───── PROVIDED INFORMATION ─────

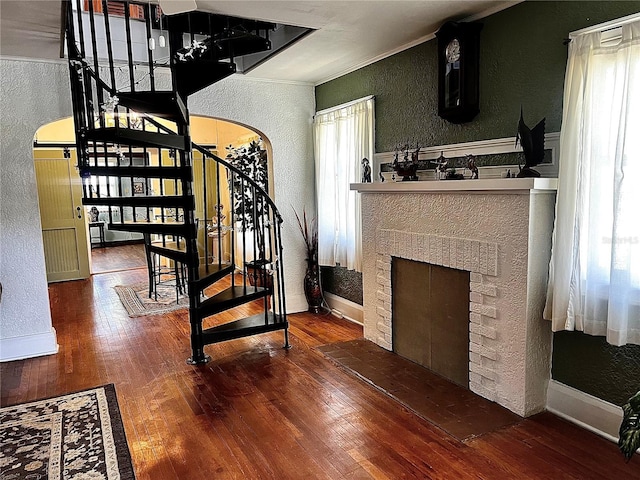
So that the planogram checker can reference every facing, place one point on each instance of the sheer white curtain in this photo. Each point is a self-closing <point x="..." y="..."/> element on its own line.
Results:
<point x="343" y="137"/>
<point x="594" y="274"/>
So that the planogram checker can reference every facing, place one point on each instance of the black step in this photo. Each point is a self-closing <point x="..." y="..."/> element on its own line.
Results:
<point x="168" y="201"/>
<point x="193" y="76"/>
<point x="210" y="273"/>
<point x="165" y="104"/>
<point x="167" y="228"/>
<point x="204" y="23"/>
<point x="138" y="138"/>
<point x="260" y="323"/>
<point x="238" y="43"/>
<point x="231" y="297"/>
<point x="171" y="250"/>
<point x="179" y="173"/>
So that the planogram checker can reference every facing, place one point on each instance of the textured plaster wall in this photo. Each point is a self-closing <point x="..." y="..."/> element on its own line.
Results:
<point x="283" y="113"/>
<point x="36" y="93"/>
<point x="522" y="62"/>
<point x="520" y="378"/>
<point x="31" y="94"/>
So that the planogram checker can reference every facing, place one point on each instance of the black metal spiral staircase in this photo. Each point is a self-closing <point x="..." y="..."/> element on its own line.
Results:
<point x="121" y="115"/>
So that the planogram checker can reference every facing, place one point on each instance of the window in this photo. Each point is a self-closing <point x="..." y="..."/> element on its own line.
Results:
<point x="343" y="138"/>
<point x="594" y="274"/>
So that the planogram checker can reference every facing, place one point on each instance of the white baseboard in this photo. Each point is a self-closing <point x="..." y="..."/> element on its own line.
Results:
<point x="28" y="346"/>
<point x="343" y="308"/>
<point x="297" y="303"/>
<point x="587" y="411"/>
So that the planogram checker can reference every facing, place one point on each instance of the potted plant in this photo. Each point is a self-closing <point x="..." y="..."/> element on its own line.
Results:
<point x="249" y="214"/>
<point x="629" y="441"/>
<point x="312" y="288"/>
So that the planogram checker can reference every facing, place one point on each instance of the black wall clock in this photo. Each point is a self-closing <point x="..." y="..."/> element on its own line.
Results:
<point x="458" y="71"/>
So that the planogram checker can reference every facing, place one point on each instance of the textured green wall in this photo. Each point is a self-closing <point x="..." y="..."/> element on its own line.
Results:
<point x="590" y="364"/>
<point x="522" y="62"/>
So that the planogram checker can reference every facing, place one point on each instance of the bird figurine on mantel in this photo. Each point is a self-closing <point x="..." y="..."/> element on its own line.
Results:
<point x="532" y="141"/>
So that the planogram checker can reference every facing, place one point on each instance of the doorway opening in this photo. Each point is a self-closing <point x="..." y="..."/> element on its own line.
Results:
<point x="85" y="245"/>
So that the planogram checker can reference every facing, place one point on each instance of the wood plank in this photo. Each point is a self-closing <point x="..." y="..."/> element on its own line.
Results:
<point x="259" y="411"/>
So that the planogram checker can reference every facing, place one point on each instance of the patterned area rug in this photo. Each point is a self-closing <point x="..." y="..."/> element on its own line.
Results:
<point x="79" y="436"/>
<point x="135" y="299"/>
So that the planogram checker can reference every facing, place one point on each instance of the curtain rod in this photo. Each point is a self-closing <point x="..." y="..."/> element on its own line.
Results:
<point x="606" y="25"/>
<point x="344" y="105"/>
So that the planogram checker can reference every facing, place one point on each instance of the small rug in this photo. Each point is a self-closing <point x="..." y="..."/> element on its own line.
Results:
<point x="135" y="299"/>
<point x="79" y="436"/>
<point x="455" y="409"/>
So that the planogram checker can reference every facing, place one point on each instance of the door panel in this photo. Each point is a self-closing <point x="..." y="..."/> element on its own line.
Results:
<point x="62" y="216"/>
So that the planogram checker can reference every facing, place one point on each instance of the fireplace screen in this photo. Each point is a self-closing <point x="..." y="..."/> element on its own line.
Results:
<point x="431" y="317"/>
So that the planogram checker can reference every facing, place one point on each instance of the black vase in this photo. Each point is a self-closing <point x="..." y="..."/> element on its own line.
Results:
<point x="312" y="289"/>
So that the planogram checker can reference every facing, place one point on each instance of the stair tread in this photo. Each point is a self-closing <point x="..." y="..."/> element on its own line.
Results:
<point x="192" y="77"/>
<point x="159" y="103"/>
<point x="231" y="297"/>
<point x="139" y="171"/>
<point x="254" y="321"/>
<point x="134" y="137"/>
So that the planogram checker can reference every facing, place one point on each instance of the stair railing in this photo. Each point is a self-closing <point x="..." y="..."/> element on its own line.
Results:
<point x="262" y="221"/>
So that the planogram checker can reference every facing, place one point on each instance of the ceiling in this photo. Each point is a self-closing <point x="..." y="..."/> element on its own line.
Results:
<point x="348" y="34"/>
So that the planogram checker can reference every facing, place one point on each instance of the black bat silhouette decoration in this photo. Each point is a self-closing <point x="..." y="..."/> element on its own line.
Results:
<point x="532" y="141"/>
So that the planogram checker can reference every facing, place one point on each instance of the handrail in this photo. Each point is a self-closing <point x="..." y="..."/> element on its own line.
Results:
<point x="248" y="179"/>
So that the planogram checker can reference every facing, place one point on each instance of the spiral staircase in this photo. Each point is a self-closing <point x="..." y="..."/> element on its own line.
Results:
<point x="136" y="158"/>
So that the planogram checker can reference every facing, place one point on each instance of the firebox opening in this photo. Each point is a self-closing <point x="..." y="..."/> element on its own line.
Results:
<point x="431" y="317"/>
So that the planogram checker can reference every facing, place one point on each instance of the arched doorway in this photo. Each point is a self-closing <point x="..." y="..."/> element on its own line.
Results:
<point x="99" y="248"/>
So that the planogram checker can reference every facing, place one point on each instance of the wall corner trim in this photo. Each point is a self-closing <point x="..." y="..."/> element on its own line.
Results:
<point x="343" y="308"/>
<point x="589" y="412"/>
<point x="28" y="346"/>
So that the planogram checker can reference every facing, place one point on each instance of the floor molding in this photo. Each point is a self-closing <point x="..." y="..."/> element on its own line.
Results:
<point x="587" y="411"/>
<point x="343" y="308"/>
<point x="28" y="346"/>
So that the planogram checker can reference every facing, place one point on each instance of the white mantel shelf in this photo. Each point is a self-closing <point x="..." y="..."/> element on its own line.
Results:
<point x="493" y="185"/>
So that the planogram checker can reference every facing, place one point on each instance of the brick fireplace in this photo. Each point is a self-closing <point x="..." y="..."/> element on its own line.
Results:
<point x="498" y="230"/>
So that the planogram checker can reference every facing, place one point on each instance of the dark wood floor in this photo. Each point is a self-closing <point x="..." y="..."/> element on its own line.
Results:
<point x="258" y="411"/>
<point x="118" y="257"/>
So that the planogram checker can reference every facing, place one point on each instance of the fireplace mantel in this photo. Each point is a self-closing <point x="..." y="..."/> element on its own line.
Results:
<point x="493" y="185"/>
<point x="497" y="229"/>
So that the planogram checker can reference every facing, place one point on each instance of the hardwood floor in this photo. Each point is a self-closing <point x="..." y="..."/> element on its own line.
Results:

─────

ASSIGNMENT:
Search the data above for the word "floor" and show every line that has it.

RESULT OF THIS TASK:
So that the planogram checker can reference every facing, place one point on each instance of the floor molding in this photo. Each point is a self-closing <point x="..." y="..."/> element on its own line.
So that the planogram checker can reference every facing, place one point on each instance of the dark wood floor in this photo. Each point is a self-closing <point x="..." y="..."/> element on its own line.
So that the planogram checker can reference every facing, place one point on each instance of the hardwood floor in this photo. Each point is a self-closing <point x="..." y="..."/> element on its own line.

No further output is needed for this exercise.